## Records provided
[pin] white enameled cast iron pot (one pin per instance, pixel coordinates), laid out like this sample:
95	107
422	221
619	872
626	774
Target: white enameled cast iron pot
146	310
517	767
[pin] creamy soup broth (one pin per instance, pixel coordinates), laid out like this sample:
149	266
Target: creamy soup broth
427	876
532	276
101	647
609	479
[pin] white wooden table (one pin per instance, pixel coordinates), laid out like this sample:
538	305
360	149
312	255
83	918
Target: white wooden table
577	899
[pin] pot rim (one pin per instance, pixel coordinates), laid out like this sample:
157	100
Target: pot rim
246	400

* * *

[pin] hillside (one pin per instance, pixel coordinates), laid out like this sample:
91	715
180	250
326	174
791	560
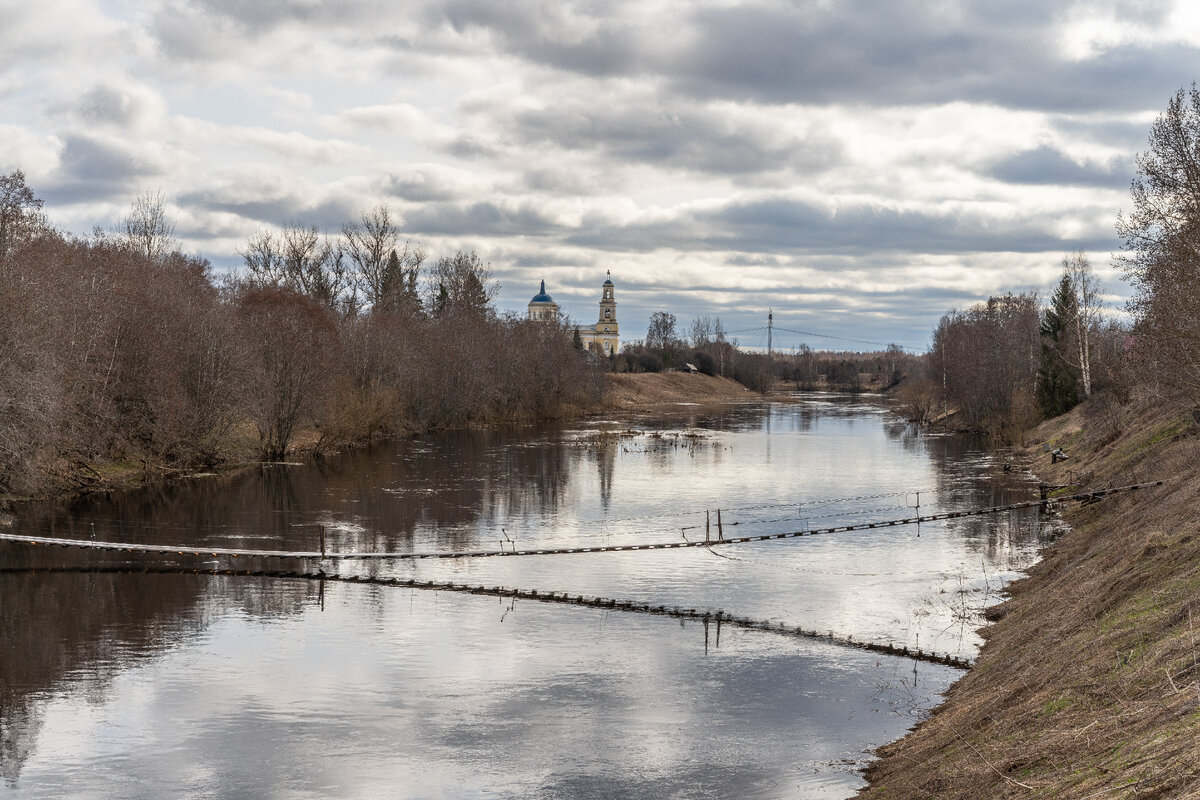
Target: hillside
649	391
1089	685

## Problem
For each line above that contains the word "laid", make a copy.

## Task response
[pin] white enameled cast iron pot (one pin per instance, pixel coordinates), laid out like this sample:
[pin] creamy soup broth (one pin per instance, pixel coordinates), laid out like this sample:
[pin] white wooden table (one pin per instance, pixel coordinates), laid out like this sample:
[pin] pot rim (one pin per instance, pixel coordinates), laid out like this sample:
[pin] hillside (one pin per instance, pixel coordinates), laid out like this sample:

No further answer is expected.